**Set task**: Reproduce the stretch of the EMBOSS mailing-list post from "[emboss-dev] Mapping feature" through "more note tags.".

**Extract**:
++++++++++

[emboss-dev] Mapping feature types to Sequence Ontology (SO)
Peter Cock
p.j.a.cock at googlemail.com
Wed Aug 17 15:48:32 UTC 2011
On Wed, Aug 17, 2011 at 4:38 PM, Peter Rice <pmr at ebi.ac.uk> wrote:
> On 16/08/2011 16:36, Peter Cock wrote:
>>
>> Interestingly EMBOSS includes the sequence at the bottom
>> (using the FASTA directive) and has generated unique ID tags
>> for each feature. It has also added more note tags.
>
> The sequence is included if you are writing sequence data. GFF3 allows
> sequence to be included, so we add it. Using a separate feature file is
> always awkward for users, but is supported.
See also the discussion today on gmod-gbrowse / song-devel where
it sounds like GFF3 should have a single block of FASTA embedded
sequence at the end of the fine, rather than interleaved. As I suggest
on that thread, the practical solution for EMBOSS seqret might be to
omit the FASTA sequence altogether. Or cache them in memory/on
disk to write out at the very end of the all the features?

++++++++++

Source records:
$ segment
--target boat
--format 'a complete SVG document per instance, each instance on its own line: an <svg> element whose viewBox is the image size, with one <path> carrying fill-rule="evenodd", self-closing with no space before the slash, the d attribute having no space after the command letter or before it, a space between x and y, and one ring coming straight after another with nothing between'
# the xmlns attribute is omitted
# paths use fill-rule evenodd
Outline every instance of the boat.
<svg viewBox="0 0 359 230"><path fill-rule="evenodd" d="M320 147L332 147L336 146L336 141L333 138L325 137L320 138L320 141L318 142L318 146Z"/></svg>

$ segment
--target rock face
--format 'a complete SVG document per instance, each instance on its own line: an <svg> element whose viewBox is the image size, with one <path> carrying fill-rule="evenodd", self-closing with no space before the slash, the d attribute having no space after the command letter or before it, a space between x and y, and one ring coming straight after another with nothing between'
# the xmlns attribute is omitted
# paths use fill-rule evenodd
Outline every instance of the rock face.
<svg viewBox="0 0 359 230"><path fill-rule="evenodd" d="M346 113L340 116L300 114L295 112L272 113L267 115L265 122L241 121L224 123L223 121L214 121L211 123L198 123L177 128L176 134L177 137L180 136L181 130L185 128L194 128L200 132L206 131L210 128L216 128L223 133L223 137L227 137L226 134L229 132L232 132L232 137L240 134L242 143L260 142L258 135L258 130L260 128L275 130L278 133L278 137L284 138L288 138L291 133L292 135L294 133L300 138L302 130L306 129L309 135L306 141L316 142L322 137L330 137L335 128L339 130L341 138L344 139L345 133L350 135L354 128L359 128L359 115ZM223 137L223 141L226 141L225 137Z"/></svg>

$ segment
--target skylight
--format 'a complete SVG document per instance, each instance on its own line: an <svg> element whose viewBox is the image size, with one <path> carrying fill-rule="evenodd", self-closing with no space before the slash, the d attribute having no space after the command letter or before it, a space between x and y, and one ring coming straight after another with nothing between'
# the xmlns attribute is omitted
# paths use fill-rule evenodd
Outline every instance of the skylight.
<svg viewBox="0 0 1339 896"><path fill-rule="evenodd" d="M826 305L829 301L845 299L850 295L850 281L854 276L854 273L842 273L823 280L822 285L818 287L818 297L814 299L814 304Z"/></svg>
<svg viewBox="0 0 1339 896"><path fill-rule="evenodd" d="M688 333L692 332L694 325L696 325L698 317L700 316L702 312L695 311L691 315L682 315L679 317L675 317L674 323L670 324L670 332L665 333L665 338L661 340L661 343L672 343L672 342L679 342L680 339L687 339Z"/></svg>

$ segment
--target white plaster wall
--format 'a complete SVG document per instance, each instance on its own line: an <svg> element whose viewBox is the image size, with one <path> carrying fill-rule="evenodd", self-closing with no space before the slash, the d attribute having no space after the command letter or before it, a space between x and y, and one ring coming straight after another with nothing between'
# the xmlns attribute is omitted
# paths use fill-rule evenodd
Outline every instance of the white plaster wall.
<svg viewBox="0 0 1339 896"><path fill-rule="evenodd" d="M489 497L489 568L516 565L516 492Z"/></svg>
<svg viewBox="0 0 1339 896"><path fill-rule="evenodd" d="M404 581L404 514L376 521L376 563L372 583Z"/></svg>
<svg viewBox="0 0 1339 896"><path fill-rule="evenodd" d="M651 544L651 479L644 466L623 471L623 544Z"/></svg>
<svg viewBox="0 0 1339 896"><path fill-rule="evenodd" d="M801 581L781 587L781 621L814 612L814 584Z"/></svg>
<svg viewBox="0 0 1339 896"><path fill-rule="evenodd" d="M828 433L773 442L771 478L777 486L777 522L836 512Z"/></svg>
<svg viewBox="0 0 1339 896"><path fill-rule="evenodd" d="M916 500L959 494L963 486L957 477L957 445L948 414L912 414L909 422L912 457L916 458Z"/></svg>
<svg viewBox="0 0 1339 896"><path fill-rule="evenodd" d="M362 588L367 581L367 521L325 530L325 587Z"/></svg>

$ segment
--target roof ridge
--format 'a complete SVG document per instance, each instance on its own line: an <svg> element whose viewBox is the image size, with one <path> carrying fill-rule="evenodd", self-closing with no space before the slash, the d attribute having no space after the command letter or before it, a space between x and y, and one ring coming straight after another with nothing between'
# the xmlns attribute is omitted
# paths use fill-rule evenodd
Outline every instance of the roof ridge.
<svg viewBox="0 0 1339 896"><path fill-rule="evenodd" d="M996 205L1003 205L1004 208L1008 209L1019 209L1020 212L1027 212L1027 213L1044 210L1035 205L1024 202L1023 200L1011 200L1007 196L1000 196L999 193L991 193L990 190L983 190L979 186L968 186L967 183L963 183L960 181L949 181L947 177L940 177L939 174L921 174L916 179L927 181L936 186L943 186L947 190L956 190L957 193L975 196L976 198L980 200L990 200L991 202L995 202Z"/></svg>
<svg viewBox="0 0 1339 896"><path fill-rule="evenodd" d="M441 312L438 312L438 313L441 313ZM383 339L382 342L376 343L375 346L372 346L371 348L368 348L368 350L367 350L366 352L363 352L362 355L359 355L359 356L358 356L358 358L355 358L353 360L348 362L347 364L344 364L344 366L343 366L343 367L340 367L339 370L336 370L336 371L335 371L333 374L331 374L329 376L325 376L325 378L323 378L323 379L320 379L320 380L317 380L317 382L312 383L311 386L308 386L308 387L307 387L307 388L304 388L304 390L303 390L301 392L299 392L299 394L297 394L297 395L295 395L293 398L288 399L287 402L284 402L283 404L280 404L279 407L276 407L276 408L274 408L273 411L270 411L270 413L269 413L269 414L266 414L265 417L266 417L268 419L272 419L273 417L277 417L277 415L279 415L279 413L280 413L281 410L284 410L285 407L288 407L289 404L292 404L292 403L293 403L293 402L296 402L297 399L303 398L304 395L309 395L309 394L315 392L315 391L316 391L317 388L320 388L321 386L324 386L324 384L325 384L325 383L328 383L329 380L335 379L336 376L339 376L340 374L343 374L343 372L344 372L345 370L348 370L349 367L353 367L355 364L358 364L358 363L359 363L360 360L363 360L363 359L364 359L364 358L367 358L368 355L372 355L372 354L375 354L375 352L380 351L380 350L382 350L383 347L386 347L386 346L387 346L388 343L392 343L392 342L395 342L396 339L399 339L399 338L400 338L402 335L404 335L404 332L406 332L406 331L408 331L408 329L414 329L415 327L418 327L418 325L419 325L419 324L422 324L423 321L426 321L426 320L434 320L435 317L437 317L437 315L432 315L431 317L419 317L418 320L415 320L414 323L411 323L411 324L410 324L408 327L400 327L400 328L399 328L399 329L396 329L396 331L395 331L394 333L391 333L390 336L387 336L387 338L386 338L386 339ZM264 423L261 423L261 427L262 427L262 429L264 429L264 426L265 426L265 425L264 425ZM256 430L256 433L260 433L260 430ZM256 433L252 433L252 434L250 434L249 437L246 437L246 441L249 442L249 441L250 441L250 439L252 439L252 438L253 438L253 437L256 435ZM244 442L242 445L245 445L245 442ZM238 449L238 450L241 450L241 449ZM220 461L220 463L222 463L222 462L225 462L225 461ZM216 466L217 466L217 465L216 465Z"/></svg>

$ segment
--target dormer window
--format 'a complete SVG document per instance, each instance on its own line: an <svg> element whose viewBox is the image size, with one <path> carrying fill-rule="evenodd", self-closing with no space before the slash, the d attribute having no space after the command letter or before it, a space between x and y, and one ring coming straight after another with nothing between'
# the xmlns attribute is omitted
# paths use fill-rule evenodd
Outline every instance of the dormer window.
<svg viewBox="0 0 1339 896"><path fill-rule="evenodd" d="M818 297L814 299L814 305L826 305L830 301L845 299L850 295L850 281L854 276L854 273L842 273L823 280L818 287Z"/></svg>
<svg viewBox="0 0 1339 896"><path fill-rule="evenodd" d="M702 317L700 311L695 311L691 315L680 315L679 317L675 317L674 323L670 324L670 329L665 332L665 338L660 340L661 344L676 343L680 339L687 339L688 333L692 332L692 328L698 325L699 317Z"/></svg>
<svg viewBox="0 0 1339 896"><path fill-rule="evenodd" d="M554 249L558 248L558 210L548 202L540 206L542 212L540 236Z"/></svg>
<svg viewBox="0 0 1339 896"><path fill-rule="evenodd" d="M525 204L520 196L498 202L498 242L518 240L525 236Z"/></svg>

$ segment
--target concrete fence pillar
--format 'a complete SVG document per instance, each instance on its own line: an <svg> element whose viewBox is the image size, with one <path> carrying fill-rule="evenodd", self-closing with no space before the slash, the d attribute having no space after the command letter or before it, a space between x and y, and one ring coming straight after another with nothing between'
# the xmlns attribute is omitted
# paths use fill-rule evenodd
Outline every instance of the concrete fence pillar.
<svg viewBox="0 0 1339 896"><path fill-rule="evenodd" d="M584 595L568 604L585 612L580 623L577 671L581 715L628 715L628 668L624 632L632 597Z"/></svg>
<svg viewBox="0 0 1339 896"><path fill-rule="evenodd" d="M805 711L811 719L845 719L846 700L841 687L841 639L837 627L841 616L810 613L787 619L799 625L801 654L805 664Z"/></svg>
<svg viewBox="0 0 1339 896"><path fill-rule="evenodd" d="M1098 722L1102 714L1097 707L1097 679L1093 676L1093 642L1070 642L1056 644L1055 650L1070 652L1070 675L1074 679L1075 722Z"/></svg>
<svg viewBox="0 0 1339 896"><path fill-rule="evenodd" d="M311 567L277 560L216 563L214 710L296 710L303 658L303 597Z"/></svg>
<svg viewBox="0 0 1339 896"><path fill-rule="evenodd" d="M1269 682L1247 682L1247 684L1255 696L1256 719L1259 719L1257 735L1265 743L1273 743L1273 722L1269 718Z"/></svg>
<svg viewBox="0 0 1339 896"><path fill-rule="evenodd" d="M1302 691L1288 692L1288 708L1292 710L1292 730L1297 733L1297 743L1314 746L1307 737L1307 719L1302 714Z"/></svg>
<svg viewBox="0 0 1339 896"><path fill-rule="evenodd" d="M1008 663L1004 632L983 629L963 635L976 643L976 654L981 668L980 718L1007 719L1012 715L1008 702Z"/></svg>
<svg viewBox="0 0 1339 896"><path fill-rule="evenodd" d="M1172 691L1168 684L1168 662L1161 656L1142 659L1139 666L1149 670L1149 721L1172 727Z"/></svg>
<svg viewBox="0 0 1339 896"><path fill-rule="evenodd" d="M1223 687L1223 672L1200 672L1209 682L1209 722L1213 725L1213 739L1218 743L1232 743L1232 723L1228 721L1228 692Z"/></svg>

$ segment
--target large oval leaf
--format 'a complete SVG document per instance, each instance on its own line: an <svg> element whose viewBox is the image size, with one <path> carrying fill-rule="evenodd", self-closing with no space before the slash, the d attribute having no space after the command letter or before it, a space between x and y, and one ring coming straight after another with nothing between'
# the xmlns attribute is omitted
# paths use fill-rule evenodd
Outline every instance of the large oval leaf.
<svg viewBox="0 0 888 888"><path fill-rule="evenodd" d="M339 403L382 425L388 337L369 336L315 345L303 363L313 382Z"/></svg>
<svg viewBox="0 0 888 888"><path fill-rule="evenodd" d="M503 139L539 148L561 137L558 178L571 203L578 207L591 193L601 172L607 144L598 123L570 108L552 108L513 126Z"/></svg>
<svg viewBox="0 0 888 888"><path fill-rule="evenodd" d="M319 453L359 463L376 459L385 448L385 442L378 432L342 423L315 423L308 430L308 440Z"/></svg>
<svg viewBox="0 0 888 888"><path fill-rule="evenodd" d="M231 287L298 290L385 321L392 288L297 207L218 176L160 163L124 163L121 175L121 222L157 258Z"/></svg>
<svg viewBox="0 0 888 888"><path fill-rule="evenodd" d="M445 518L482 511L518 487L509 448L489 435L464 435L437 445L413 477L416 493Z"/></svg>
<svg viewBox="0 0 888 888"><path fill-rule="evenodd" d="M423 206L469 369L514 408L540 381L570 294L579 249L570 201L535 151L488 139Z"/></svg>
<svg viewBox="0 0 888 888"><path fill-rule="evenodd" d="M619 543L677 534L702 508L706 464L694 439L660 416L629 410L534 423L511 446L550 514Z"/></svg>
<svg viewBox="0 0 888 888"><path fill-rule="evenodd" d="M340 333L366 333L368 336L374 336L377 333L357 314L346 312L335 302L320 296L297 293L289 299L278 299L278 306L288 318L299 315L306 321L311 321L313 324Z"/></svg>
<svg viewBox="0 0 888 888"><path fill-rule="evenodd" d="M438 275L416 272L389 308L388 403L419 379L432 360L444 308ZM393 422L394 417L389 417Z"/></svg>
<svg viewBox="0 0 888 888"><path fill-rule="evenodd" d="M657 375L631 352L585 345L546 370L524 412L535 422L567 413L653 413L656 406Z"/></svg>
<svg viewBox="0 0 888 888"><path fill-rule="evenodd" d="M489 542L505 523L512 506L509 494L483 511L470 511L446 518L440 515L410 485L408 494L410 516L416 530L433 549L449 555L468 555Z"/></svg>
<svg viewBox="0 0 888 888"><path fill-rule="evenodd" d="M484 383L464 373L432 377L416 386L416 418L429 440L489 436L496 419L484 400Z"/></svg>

++++++++++

**Result for this task**:
[emboss-dev] Mapping feature types to Sequence Ontology (SO)
Peter Cock
p.j.a.cock at googlemail.com
Wed Aug 17 15:48:32 UTC 2011
On Wed, Aug 17, 2011 at 4:38 PM, Peter Rice <pmr at ebi.ac.uk> wrote:
> On 16/08/2011 16:36, Peter Cock wrote:
>>
>> Interestingly EMBOSS includes the sequence at the bottom
>> (using the FASTA directive) and has generated unique ID tags
>> for each feature. It has also added more note tags.